• **Text extract**
begin

• # ASSERT(), VERIFY() and TRACE() for non-MFC Applications

General and Gameplay Programming

When it comes to game development under C++, few people choose to use MFC. Still, I find the ASSERT(), VERIFY() and TRACE() macros useful. So I thought to write my own versions that work for any kind of project for Windows platforms.

A few reminders:

• ASSERT() is supposed to evaluate its parameter, and if this is zero, to break the execution. In release mode, assert should expand to nothing.
• VERIFY() is very similar to ASSERT(), except that in Release mode, it is supposed to expand to its parameter.
• ASSERT() should be used with expressions that do not include any function call. For expressions that include a function call, you should use VERIFY(), so the function call is preserved in release mode.
• TRACE() is the counterpart of printf(), except that it prints to the debug window. In Release mode, TRACE() also should expand to nothing.
• None of the three macros imply any runtime penalty in release mode. The macros distinguish between debug and release mode by the pre-defined _DEBUG macro. This is specific to Microsoft Visual C++. If you are using some other compiler you might have to use some appropriate macro.

end

• **Stated task**
Can you edit the macros text from "When it comes" to "to its parameter." and give that part again, with "tool development" in place of "game development"?

• **Supplied material**
begin

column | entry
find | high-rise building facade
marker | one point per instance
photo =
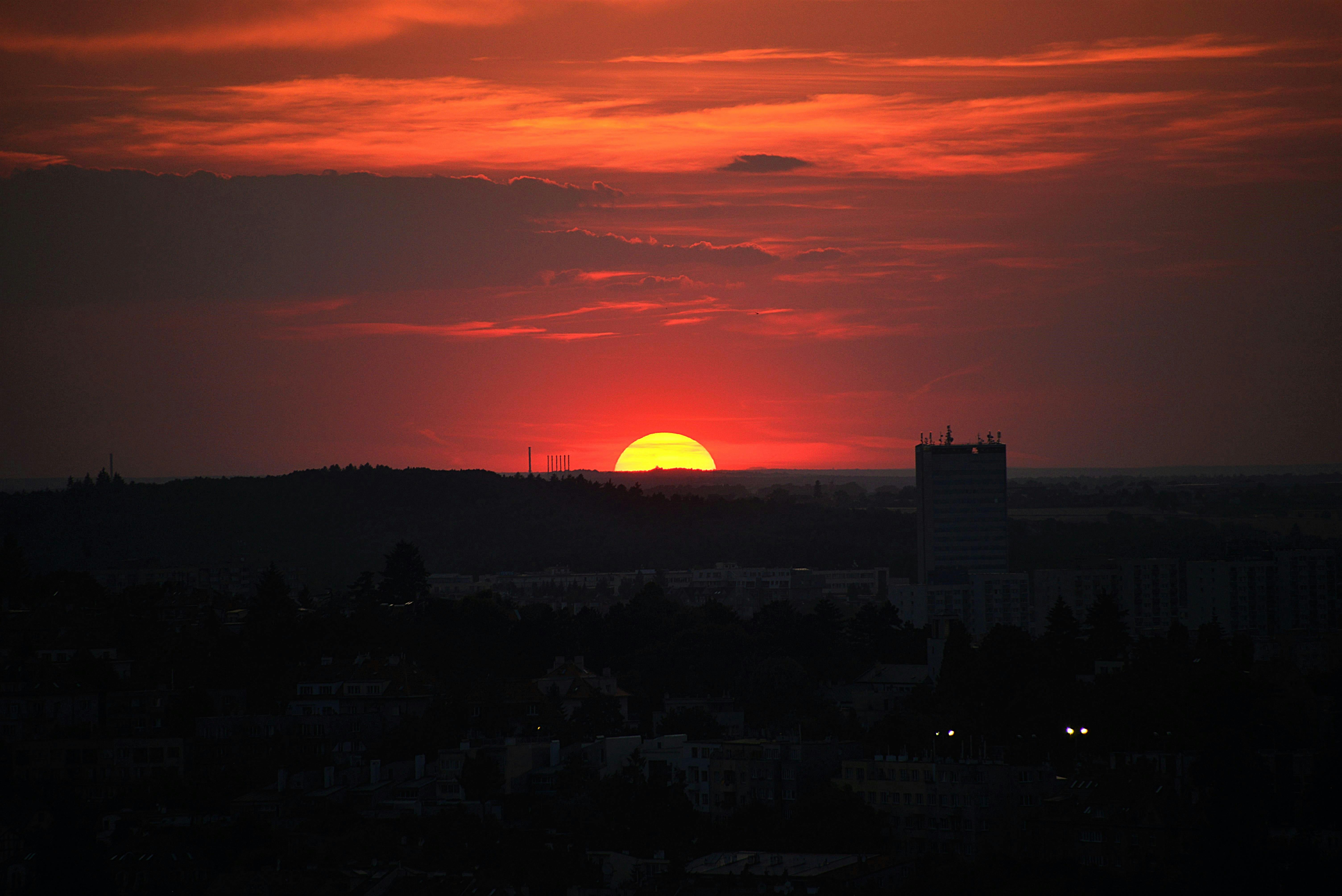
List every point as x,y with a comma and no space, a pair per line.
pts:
961,509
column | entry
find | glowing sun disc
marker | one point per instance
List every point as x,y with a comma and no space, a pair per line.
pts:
665,450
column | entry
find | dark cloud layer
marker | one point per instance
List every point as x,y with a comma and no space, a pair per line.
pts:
764,164
80,235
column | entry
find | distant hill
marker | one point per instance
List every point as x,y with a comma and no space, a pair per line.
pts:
333,524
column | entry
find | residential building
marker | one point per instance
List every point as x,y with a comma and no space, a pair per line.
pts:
967,808
1000,599
103,766
1294,589
880,690
771,773
1308,591
961,509
1153,595
1075,588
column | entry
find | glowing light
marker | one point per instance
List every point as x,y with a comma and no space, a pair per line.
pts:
665,450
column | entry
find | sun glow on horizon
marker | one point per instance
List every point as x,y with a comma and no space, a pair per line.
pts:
665,450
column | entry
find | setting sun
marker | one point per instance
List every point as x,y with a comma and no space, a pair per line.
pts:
665,450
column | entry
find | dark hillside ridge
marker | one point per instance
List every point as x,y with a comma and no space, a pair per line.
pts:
335,522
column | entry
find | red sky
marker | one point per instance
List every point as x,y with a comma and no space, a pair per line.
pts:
1109,231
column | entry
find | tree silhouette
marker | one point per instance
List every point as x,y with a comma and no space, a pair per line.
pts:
1109,636
404,576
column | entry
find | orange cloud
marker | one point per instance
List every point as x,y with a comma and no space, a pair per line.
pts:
1204,46
469,330
571,337
431,123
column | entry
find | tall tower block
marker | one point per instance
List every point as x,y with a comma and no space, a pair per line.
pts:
961,510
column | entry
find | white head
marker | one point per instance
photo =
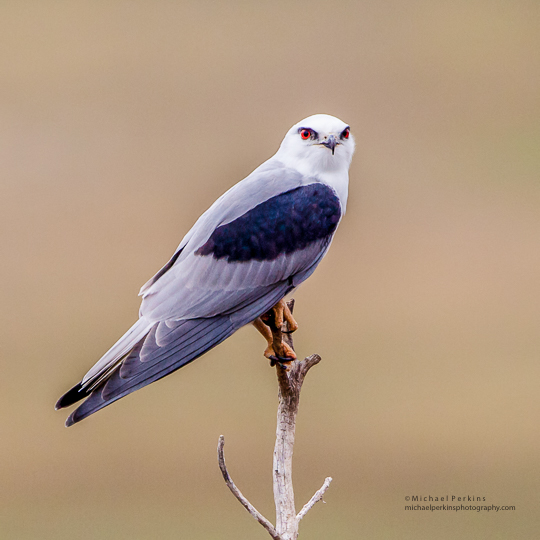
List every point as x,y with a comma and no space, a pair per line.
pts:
318,144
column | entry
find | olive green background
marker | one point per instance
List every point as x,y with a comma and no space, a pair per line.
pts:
121,121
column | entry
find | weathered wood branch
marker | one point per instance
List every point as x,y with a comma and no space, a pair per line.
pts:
238,494
290,380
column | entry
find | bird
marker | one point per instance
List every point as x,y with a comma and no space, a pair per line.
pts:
258,241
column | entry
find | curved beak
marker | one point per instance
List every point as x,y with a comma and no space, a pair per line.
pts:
331,143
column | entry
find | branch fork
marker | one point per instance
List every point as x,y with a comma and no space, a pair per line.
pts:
290,379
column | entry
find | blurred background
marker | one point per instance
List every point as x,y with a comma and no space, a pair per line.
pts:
121,121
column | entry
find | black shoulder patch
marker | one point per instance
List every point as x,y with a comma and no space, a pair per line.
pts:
285,223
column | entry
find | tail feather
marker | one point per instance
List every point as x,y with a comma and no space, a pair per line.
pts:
72,396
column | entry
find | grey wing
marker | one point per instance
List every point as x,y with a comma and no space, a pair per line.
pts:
220,281
170,345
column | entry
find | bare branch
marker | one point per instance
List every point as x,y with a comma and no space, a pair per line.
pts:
315,499
238,494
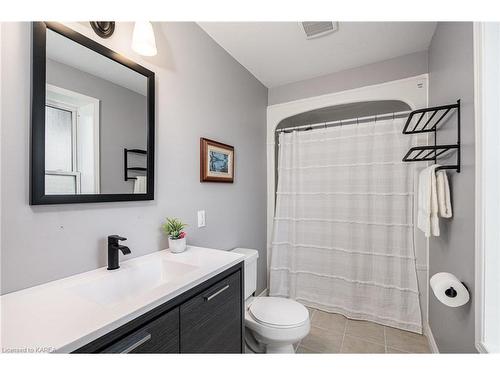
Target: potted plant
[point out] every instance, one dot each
(176, 236)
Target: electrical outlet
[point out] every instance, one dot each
(201, 219)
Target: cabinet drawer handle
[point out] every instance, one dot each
(216, 293)
(126, 347)
(136, 344)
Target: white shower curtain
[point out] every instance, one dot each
(343, 226)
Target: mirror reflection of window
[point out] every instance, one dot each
(95, 108)
(71, 142)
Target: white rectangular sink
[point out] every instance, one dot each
(69, 313)
(131, 280)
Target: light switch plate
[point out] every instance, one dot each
(201, 219)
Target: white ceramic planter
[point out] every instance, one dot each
(177, 246)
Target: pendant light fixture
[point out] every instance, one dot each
(143, 39)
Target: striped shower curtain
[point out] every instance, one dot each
(343, 226)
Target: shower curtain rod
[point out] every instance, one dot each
(356, 120)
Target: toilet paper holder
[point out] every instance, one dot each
(452, 293)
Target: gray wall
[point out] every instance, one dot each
(383, 71)
(451, 70)
(123, 121)
(201, 92)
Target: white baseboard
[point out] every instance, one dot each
(430, 338)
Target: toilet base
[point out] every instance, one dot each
(280, 349)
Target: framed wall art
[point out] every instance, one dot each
(216, 161)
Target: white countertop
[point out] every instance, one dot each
(66, 314)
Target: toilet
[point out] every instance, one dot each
(272, 324)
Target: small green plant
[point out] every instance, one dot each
(173, 227)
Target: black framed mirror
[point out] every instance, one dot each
(92, 121)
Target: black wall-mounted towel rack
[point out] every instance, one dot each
(126, 168)
(432, 152)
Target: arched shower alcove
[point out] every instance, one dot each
(396, 96)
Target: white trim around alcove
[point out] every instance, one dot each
(412, 90)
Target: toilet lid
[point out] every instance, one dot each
(276, 311)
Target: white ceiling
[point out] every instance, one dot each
(65, 51)
(278, 52)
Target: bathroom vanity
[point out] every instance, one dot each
(158, 303)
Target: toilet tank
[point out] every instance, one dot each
(251, 257)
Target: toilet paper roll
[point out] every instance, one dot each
(449, 290)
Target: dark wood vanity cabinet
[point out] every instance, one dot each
(211, 321)
(159, 336)
(208, 318)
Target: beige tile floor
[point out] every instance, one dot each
(334, 333)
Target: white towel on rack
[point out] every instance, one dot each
(443, 189)
(427, 218)
(140, 185)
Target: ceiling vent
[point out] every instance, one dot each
(317, 29)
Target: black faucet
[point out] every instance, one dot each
(113, 247)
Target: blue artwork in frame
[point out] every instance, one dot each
(216, 161)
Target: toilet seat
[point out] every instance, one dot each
(278, 312)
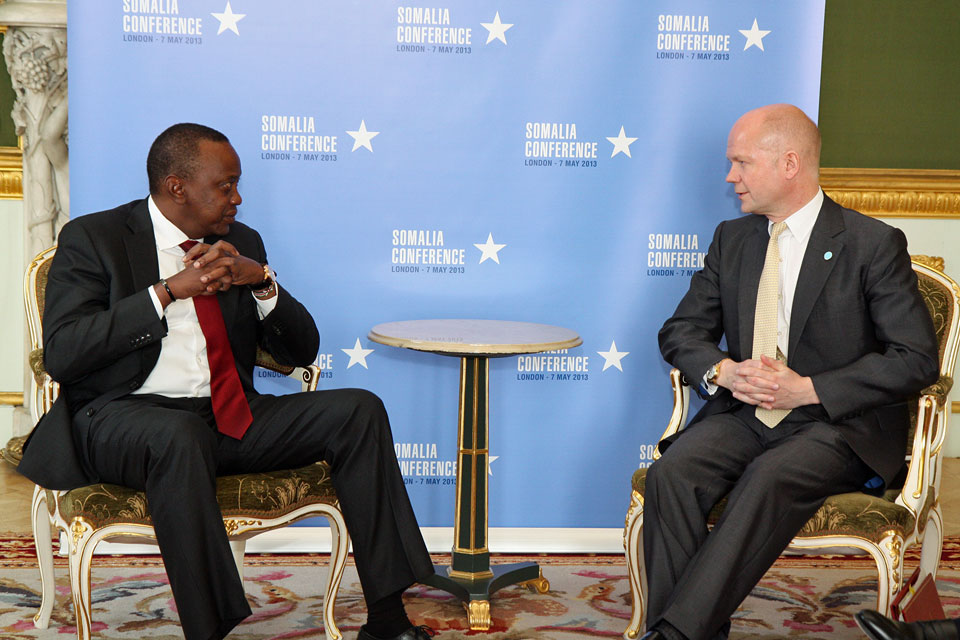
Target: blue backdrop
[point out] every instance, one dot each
(549, 161)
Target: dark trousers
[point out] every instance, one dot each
(170, 449)
(776, 480)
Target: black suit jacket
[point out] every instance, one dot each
(858, 327)
(101, 332)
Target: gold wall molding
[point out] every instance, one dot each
(11, 173)
(895, 193)
(11, 398)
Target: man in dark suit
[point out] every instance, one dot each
(127, 336)
(826, 335)
(878, 627)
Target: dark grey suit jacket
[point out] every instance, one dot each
(858, 328)
(102, 335)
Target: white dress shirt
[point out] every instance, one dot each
(793, 245)
(182, 369)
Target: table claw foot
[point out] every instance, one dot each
(540, 585)
(478, 614)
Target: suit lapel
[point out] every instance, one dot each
(141, 248)
(822, 253)
(751, 266)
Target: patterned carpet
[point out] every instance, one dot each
(800, 597)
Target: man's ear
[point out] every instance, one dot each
(173, 185)
(791, 164)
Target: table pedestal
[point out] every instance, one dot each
(470, 576)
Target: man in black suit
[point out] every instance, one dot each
(139, 405)
(808, 397)
(878, 627)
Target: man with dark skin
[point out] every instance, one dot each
(138, 404)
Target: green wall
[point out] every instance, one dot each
(889, 95)
(890, 89)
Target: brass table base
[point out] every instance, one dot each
(475, 593)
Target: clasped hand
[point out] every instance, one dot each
(767, 383)
(213, 268)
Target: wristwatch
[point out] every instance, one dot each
(713, 373)
(269, 277)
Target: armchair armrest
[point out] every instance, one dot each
(939, 390)
(36, 365)
(681, 405)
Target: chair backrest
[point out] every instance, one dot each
(34, 290)
(942, 296)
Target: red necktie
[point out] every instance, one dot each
(230, 408)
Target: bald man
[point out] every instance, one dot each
(806, 399)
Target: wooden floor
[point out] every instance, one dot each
(16, 492)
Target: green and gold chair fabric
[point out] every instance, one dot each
(251, 503)
(883, 527)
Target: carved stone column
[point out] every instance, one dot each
(35, 49)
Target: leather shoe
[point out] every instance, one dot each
(878, 627)
(422, 632)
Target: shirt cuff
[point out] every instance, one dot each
(264, 307)
(709, 387)
(156, 301)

end

• **Output of the task**
When it comes to tool development under C++, few people choose to use MFC. Still, I find the ASSERT(), VERIFY() and TRACE() macros useful. So I thought to write my own versions that work for any kind of project for Windows platforms.

A few reminders:

• ASSERT() is supposed to evaluate its parameter, and if this is zero, to break the execution. In release mode, assert should expand to nothing.
• VERIFY() is very similar to ASSERT(), except that in Release mode, it is supposed to expand to its parameter.